### TASK OBJECTIVE:
Reply with each record repeated exactly.

### INPUT RECORDS:

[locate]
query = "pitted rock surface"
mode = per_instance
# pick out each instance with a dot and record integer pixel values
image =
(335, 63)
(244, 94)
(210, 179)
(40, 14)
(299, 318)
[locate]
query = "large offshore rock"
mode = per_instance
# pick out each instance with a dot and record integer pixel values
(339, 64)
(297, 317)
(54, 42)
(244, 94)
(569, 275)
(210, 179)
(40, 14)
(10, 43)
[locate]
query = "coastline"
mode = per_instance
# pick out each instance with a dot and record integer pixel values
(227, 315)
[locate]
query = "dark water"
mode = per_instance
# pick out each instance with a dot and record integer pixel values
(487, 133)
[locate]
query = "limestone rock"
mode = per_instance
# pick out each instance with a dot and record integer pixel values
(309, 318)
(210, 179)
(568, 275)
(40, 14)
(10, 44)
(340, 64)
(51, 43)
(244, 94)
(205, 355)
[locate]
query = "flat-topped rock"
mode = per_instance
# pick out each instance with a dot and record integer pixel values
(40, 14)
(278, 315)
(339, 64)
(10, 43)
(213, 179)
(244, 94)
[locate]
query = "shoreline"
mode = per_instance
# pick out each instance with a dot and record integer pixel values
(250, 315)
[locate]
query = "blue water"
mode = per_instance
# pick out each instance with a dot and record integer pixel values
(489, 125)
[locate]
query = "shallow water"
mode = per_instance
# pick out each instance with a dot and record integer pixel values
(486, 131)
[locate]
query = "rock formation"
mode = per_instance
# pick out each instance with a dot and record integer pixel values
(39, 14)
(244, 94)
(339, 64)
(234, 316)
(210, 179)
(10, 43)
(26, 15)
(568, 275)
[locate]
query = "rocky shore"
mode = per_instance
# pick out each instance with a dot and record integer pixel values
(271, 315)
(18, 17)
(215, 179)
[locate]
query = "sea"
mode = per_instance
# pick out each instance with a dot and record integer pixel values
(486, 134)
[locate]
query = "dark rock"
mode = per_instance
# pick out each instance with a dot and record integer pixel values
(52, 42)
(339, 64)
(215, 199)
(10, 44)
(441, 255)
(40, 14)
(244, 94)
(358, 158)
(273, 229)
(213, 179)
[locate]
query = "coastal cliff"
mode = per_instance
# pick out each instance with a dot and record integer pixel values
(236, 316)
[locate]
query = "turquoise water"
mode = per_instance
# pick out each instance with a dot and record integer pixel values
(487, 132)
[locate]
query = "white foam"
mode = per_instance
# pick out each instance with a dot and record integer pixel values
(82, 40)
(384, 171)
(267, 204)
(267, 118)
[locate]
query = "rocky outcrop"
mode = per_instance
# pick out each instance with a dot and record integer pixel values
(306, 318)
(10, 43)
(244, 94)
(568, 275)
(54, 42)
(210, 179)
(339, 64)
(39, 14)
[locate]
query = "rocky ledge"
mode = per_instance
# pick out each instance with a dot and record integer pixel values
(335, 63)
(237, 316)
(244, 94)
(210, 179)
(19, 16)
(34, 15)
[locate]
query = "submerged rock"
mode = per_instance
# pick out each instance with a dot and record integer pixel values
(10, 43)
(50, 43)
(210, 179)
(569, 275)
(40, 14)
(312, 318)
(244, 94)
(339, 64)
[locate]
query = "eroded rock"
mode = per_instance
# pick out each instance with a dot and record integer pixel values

### COMPLETED TASK:
[locate]
query = "pitted rock surface"
mode = per_instance
# pick out each instance with a dot and record integer pixel values
image =
(335, 63)
(244, 94)
(210, 179)
(40, 14)
(299, 318)
[locate]
query = "large offshore rock"
mode = per_instance
# pick out each instance with a dot and record integer pixel values
(339, 64)
(297, 317)
(54, 42)
(244, 94)
(569, 275)
(210, 179)
(40, 14)
(10, 43)
[locate]
query = "coastline"
mode = per_instance
# pick out each instance with a dot and record integer pixel values
(227, 315)
[locate]
query = "dark water"
mode = per_instance
# pick out each instance with a dot and record integer pixel values
(487, 133)
[locate]
query = "limestone rock"
mode = per_instance
# pick out each instance with a dot and record integer pixel values
(309, 318)
(210, 179)
(568, 275)
(40, 14)
(10, 44)
(340, 64)
(51, 43)
(244, 94)
(205, 355)
[locate]
query = "flat-topped rock"
mode = per_instance
# pick out each instance with a dot and record integer pixel values
(40, 14)
(278, 315)
(339, 64)
(10, 43)
(213, 179)
(244, 94)
[locate]
query = "shoreline"
mode = per_instance
# pick out each instance with a dot and record integer pixel values
(250, 315)
[locate]
query = "blue water"
mode = per_instance
# pick out each instance with a dot and record integer pixel values
(489, 125)
[locate]
query = "shallow water"
mode = per_instance
# pick out each instance with a dot and record integer pixel values
(486, 131)
[locate]
query = "rock formation"
mode = per_instance
# pick out each instance with a dot and record integer pixel values
(39, 14)
(244, 94)
(339, 64)
(234, 316)
(210, 179)
(10, 43)
(26, 15)
(568, 275)
[locate]
query = "rocky shore"
mode = per_instance
# pick out each instance with a dot and record integer pixel values
(271, 315)
(18, 17)
(215, 179)
[locate]
query = "sea"
mode = per_instance
# pick out each instance with a dot and record integer pixel values
(486, 134)
[locate]
query = "dark rock"
mode = per_instance
# pick out each instance with a dot and record integer pixel values
(52, 42)
(339, 64)
(215, 199)
(10, 44)
(441, 255)
(40, 14)
(244, 94)
(358, 158)
(273, 229)
(213, 179)
[locate]
query = "coastal cliff"
mode = per_instance
# pick out each instance with a dot and record integer pixel values
(236, 316)
[locate]
query = "turquoise water"
mode = per_instance
# pick out each instance with a dot and record integer pixel values
(487, 132)
[locate]
query = "white foam"
mode = per_instance
# pick out each instance with a dot and record integer pixel values
(82, 40)
(384, 171)
(267, 204)
(267, 118)
[locate]
query = "rocky outcrop"
mode = per_instance
# pick out each instance with a dot and record integer pixel values
(306, 318)
(10, 43)
(244, 94)
(568, 275)
(54, 42)
(210, 179)
(339, 64)
(39, 14)
[locate]
query = "rocky ledge"
mode = per_instance
# pick out each instance with a dot and record integer pixel values
(335, 63)
(237, 316)
(244, 94)
(210, 179)
(19, 16)
(34, 15)
[locate]
query = "submerged rock"
mode = per_instance
# pick out each instance with a dot and record integer pixel values
(10, 43)
(50, 43)
(210, 179)
(569, 275)
(40, 14)
(312, 318)
(244, 94)
(339, 64)
[locate]
query = "eroded rock"
mode = per_instance
# pick out each instance with a dot and record integer pixel values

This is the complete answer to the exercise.